● Work request: Exactly as written, write out the lines below from the first to the one containing "column 110, row 394", inclusive. Pictures do not belong in the copy.

● Exercise material:
════════

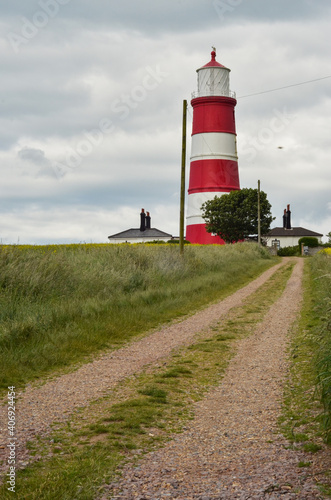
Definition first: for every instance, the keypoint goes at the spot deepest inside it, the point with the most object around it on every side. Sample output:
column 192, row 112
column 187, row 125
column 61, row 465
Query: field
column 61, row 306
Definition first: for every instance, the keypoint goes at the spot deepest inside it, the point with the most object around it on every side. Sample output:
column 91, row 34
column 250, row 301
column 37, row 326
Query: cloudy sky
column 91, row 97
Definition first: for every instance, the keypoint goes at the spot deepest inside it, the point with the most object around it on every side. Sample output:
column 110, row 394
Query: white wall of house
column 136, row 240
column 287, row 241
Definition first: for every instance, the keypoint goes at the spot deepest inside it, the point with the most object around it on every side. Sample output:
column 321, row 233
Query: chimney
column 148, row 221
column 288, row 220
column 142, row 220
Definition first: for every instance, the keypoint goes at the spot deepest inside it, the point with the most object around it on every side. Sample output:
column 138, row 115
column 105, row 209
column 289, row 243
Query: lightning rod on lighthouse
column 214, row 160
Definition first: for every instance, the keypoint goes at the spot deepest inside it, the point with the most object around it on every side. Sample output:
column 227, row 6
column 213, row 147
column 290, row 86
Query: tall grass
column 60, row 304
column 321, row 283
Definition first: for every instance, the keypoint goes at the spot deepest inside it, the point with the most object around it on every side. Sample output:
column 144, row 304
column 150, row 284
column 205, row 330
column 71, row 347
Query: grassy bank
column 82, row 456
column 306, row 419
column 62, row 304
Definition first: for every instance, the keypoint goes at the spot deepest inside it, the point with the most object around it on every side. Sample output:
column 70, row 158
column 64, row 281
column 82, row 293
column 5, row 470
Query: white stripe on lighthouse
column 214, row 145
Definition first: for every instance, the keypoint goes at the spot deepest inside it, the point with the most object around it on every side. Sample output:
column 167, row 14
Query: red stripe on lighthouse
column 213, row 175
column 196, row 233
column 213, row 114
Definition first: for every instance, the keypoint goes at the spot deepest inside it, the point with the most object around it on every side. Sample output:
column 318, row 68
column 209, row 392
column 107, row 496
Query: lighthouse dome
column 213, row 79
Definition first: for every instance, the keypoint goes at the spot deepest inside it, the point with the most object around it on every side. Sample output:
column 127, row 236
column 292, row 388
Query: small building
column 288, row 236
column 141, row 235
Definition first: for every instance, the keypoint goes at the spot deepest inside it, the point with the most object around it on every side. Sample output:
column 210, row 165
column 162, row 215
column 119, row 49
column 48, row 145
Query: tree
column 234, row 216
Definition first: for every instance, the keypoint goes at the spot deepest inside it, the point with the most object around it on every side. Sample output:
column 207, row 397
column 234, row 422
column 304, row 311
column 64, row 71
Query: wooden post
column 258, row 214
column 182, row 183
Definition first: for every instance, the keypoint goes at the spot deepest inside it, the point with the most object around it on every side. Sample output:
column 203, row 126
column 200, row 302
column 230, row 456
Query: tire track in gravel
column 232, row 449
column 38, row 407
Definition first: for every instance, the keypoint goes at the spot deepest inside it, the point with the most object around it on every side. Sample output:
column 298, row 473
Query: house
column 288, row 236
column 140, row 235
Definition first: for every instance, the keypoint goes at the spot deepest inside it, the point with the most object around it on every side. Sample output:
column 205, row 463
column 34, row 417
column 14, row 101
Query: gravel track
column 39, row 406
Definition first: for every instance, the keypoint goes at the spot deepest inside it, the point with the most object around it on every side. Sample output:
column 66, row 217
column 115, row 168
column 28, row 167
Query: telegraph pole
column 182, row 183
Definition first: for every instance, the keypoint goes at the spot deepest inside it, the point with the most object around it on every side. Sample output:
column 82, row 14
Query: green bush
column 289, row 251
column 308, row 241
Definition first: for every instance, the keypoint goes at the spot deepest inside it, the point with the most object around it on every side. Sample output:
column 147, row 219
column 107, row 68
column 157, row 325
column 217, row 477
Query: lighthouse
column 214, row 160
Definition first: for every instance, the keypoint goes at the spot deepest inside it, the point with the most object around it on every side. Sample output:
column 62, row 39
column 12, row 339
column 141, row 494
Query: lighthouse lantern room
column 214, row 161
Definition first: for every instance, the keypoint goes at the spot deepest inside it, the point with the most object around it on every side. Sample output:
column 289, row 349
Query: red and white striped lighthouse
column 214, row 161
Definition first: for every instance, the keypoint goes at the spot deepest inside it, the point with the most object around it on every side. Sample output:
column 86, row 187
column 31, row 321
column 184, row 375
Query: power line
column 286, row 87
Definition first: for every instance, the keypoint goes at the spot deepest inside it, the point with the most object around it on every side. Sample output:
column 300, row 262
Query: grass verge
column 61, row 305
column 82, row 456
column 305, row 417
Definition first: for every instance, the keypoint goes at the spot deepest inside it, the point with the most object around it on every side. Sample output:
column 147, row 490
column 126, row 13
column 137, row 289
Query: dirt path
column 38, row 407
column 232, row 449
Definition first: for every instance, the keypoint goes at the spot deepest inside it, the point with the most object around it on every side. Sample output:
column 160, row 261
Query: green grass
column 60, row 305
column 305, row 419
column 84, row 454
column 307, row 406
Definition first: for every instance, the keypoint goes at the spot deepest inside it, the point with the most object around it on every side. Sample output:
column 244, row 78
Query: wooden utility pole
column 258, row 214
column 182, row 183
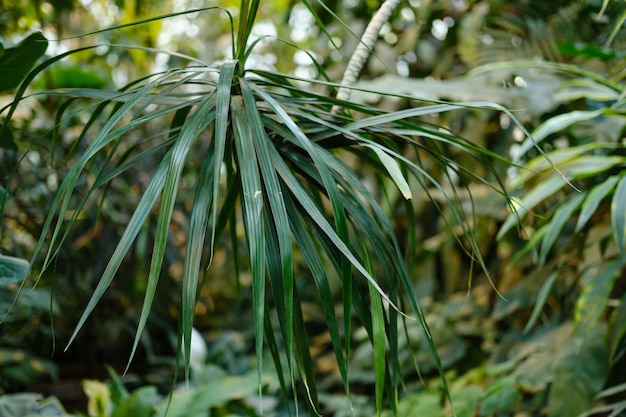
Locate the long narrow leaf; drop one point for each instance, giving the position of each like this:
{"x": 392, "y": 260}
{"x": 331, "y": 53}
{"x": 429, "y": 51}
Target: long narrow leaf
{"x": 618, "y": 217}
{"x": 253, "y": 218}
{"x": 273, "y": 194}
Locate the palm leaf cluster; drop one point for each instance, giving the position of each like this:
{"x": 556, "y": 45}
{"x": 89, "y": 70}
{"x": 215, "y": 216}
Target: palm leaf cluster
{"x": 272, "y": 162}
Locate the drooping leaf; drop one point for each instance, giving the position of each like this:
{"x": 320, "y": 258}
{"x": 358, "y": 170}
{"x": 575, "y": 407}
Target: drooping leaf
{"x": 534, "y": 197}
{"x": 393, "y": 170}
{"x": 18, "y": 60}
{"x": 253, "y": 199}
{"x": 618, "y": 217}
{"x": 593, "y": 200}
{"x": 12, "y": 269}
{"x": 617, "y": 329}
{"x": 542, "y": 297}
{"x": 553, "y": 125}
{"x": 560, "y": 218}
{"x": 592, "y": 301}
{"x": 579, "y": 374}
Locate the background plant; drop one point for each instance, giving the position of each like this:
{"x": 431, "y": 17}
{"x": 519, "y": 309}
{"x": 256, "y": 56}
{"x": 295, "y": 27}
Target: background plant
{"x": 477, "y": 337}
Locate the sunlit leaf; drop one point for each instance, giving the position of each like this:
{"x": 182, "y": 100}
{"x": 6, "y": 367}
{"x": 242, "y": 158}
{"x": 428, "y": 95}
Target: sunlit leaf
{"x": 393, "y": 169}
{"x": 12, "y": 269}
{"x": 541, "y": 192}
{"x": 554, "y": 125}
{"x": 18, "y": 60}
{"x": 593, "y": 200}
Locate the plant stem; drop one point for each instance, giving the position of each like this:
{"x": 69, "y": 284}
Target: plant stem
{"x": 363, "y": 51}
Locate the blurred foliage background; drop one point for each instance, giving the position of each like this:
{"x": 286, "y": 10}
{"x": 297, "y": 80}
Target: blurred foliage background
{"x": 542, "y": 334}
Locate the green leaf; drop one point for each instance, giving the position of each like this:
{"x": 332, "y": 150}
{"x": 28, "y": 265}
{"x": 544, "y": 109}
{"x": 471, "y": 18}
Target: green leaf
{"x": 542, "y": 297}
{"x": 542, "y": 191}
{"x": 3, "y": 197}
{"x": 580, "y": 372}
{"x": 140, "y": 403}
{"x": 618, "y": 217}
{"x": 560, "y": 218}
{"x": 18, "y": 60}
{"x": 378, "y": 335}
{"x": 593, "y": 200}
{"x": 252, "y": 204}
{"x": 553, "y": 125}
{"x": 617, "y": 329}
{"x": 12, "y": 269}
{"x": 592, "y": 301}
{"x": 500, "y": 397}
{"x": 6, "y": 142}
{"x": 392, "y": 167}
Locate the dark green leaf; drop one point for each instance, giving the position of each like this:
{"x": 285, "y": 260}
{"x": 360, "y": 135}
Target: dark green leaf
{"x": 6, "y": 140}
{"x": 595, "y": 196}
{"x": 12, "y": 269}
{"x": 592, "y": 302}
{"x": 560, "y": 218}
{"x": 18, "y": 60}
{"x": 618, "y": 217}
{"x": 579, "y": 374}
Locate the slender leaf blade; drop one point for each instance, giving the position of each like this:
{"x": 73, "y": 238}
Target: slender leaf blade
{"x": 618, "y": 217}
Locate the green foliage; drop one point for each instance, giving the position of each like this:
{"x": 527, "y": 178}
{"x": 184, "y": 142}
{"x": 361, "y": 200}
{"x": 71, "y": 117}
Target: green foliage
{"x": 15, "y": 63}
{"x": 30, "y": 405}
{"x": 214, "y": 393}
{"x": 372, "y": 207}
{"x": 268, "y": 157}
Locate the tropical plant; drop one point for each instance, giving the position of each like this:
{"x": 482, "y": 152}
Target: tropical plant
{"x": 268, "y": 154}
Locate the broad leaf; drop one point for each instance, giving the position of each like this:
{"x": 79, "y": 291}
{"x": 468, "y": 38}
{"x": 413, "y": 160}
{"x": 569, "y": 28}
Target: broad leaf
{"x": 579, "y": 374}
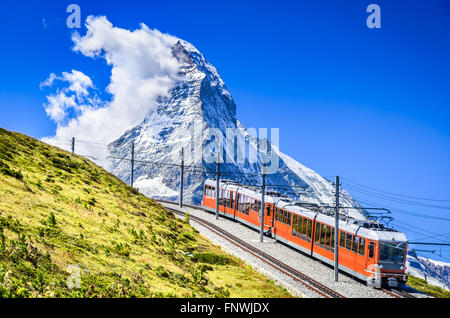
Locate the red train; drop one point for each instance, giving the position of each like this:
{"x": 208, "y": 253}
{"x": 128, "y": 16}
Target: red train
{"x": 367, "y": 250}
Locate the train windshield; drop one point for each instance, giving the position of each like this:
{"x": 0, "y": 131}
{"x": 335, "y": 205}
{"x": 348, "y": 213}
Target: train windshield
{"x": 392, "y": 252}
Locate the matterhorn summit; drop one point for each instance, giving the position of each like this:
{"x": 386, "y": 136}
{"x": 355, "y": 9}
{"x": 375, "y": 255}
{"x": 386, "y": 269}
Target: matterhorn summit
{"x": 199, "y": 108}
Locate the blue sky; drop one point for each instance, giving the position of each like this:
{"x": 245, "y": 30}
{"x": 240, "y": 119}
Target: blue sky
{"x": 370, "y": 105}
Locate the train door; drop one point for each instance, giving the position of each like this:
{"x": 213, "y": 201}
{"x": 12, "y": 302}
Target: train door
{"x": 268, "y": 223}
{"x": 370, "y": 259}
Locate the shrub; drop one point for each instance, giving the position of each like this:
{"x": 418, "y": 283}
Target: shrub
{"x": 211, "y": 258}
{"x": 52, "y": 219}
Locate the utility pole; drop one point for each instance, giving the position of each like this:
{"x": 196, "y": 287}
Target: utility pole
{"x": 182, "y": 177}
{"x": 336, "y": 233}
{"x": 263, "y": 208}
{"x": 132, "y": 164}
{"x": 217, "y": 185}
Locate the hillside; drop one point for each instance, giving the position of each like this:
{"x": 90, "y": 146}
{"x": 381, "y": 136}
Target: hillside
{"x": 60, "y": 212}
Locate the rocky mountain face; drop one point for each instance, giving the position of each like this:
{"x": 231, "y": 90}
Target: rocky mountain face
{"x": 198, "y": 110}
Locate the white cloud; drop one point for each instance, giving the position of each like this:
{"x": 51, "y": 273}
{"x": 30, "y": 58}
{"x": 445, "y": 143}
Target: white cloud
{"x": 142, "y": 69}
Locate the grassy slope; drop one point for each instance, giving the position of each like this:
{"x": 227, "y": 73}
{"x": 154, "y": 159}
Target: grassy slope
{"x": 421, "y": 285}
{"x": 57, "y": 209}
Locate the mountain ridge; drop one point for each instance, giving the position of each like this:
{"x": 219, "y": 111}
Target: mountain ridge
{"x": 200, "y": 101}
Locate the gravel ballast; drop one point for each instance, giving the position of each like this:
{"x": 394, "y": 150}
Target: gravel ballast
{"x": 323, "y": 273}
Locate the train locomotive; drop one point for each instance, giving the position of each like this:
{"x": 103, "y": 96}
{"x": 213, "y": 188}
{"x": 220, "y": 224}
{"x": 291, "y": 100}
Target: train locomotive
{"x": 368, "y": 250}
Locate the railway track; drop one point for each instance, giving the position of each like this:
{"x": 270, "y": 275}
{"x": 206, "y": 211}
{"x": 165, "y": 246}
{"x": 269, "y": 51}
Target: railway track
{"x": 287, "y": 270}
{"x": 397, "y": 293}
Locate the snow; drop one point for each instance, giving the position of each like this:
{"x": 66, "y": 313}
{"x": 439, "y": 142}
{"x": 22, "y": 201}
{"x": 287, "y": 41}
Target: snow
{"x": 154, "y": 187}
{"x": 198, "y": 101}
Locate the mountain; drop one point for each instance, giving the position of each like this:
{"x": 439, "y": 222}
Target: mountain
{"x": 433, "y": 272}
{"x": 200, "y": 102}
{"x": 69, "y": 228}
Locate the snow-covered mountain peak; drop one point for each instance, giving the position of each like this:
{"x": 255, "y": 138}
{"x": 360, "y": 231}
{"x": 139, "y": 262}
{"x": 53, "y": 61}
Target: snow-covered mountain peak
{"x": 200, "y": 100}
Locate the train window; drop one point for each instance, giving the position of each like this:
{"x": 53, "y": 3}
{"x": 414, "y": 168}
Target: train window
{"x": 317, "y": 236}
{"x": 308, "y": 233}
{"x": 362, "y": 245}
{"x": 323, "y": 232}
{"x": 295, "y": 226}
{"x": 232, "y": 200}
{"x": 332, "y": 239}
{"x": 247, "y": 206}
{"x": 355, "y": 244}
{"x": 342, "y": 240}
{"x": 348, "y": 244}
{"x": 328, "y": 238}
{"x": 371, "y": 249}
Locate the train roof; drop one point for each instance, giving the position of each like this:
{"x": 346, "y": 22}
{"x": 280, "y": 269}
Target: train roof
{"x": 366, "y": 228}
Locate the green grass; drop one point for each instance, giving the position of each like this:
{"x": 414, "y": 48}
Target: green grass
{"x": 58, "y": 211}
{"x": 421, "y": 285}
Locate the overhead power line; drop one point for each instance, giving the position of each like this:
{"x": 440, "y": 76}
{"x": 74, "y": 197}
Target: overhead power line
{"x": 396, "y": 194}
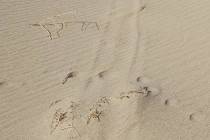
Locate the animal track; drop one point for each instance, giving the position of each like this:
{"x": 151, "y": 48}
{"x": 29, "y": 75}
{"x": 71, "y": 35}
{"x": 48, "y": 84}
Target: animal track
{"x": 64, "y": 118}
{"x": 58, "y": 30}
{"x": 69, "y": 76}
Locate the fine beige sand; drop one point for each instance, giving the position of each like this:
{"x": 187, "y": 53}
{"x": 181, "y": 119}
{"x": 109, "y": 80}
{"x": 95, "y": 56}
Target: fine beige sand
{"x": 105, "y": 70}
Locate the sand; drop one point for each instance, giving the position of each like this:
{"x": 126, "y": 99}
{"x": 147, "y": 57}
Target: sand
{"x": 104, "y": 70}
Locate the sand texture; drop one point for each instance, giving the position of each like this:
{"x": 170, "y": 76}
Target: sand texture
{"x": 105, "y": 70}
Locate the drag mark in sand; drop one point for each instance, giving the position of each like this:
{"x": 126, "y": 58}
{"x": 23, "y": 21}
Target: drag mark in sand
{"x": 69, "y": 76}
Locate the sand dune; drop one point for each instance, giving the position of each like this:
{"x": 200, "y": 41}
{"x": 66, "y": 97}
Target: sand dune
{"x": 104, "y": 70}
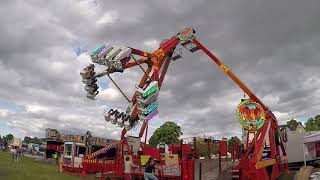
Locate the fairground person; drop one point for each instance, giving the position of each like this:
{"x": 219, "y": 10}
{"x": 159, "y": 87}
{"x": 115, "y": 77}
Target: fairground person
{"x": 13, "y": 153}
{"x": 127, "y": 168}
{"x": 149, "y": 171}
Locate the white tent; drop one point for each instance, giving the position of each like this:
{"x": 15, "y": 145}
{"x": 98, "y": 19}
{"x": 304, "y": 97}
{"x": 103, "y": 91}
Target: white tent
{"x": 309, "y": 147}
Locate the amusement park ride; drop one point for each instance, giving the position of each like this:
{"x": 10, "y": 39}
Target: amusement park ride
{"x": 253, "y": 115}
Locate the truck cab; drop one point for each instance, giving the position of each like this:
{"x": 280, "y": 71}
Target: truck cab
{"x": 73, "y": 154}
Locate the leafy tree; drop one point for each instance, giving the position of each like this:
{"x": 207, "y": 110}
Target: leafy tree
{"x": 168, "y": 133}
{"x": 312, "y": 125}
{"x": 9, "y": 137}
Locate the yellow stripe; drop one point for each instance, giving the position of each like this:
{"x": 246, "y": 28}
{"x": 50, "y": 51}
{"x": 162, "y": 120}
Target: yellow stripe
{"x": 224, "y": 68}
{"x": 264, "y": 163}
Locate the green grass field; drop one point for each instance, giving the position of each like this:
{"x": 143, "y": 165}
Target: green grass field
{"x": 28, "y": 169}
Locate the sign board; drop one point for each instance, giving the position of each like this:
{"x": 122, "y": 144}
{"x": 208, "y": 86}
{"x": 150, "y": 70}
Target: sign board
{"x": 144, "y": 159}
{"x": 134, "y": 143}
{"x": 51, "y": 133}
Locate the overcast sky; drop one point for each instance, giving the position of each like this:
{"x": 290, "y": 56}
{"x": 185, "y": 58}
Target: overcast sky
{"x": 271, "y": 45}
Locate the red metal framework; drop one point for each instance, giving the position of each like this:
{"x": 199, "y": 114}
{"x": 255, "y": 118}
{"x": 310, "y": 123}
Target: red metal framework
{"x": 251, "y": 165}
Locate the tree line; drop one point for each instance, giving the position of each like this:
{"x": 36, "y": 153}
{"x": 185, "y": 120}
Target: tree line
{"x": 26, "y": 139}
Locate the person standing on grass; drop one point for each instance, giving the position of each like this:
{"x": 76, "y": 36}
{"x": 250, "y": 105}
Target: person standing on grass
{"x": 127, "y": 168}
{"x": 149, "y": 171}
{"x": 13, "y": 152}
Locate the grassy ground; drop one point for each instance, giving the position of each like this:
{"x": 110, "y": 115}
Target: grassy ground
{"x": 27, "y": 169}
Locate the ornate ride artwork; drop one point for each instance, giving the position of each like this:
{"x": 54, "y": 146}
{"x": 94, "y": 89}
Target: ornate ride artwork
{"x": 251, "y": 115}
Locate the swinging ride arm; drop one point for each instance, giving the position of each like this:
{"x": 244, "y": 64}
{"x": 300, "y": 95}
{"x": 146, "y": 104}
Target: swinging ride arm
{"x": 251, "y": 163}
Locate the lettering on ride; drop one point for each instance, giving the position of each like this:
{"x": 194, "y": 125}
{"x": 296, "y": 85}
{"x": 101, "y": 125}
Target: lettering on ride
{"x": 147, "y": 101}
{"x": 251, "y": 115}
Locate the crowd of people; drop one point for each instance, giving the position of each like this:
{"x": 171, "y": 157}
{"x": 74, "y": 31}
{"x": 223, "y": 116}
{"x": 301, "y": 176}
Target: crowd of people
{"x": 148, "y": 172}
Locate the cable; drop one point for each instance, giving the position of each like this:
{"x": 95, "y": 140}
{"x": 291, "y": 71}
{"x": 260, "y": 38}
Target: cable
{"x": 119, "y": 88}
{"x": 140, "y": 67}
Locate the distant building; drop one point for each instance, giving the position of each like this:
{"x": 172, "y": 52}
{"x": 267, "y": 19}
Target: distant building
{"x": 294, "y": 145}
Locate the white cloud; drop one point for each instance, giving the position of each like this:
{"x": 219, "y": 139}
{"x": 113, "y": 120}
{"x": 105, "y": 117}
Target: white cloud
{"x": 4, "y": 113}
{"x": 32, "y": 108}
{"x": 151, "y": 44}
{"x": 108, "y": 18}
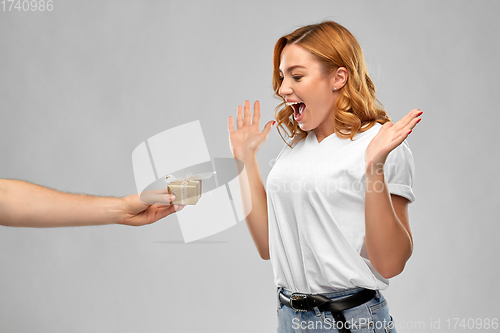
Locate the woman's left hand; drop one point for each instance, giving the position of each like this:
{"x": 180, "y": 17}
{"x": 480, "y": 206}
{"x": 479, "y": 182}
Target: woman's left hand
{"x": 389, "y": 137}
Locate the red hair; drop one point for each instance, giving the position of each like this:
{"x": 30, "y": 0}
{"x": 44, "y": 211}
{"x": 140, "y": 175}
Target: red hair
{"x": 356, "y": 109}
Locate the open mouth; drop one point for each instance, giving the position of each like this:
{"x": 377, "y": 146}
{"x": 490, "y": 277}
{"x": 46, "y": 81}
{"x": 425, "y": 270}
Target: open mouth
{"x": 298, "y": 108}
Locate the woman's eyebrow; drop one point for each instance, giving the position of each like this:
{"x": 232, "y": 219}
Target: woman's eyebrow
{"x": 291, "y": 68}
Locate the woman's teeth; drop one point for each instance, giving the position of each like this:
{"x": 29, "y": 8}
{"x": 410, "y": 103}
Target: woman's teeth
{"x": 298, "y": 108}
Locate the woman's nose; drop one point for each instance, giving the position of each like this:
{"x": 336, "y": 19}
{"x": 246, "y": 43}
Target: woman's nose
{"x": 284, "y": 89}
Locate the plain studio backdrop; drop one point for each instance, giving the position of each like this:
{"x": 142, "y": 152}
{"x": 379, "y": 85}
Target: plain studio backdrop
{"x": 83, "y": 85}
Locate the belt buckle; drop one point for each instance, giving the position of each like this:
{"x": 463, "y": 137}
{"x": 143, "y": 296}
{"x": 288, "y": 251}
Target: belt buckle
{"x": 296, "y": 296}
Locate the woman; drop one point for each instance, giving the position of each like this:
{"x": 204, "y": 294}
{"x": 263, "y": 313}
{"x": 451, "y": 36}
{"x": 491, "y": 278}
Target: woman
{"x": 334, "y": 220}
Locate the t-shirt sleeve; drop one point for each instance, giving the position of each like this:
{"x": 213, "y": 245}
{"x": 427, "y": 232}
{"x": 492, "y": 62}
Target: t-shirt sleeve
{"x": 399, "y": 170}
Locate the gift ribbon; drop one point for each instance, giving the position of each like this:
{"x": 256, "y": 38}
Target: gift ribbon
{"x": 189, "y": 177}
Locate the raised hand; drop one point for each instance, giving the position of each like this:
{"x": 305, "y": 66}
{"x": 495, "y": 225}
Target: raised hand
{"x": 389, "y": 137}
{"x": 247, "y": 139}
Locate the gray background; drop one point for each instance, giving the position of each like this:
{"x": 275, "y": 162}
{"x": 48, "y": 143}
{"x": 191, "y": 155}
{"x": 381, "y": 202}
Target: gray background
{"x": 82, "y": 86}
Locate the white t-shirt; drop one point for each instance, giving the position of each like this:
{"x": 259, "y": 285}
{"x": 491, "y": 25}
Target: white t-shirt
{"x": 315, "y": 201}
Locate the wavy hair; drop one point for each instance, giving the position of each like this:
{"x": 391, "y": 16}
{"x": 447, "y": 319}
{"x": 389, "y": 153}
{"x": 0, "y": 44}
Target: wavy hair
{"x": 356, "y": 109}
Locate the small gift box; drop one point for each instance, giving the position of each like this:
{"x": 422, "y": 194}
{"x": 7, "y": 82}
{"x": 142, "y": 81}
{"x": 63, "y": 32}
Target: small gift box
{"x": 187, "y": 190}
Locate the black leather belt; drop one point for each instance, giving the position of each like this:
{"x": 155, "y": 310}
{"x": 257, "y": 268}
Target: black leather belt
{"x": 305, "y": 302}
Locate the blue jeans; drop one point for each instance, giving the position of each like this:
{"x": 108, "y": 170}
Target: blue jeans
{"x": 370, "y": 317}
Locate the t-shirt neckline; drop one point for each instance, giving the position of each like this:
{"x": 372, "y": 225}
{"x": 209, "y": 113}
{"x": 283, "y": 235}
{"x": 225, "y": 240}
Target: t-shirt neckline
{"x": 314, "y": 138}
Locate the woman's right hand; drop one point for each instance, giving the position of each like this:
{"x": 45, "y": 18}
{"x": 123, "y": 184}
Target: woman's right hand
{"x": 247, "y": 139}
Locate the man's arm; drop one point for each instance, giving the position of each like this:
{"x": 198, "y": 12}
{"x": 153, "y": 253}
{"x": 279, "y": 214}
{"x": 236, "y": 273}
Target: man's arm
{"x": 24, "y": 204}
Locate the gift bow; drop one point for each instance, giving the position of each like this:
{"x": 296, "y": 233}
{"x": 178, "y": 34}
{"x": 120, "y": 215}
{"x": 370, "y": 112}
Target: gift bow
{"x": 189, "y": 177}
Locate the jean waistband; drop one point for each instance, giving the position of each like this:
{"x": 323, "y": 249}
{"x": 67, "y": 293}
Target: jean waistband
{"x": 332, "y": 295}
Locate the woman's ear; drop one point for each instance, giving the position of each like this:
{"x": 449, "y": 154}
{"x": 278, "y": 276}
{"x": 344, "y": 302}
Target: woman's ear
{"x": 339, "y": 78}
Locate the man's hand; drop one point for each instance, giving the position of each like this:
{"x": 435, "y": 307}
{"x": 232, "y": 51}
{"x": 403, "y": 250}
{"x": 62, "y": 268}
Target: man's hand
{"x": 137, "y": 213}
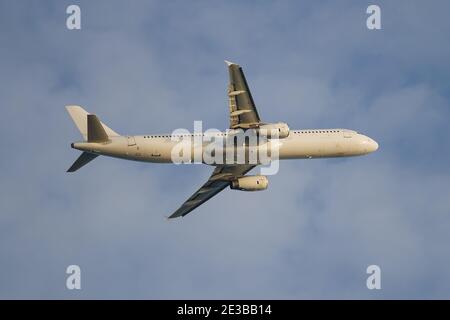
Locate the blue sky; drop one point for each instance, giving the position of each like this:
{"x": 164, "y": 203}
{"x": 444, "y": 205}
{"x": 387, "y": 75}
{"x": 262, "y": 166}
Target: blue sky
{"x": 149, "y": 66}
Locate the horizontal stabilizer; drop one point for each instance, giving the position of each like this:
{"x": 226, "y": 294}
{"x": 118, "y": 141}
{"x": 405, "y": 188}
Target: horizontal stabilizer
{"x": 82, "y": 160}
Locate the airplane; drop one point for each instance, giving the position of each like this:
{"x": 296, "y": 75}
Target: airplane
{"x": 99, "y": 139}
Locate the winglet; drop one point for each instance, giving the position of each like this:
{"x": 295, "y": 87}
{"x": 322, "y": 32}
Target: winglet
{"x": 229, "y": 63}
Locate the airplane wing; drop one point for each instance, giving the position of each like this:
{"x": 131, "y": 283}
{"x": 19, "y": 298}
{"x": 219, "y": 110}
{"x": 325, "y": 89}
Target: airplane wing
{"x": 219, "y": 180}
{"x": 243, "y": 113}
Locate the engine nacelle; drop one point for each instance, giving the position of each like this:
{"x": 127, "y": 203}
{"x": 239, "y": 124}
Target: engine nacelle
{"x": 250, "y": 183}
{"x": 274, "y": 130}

════════

● Expected answer:
Definition first: for every instance, the keypoint goes at the spot deepest inside it, the point with the most object around it on every side. Sample output:
column 192, row 112
column 187, row 125
column 61, row 465
Query: field
column 61, row 306
Definition first: for every instance, the keypoint goes at the spot deepest inside it, the point with the most object around it on every side. Sample output:
column 91, row 34
column 250, row 301
column 37, row 326
Query: cloudy sky
column 91, row 97
Definition first: for every instance, the keypoint goes at the spot deepest inside it, the point with the most object around it on every side. Sample output:
column 110, row 394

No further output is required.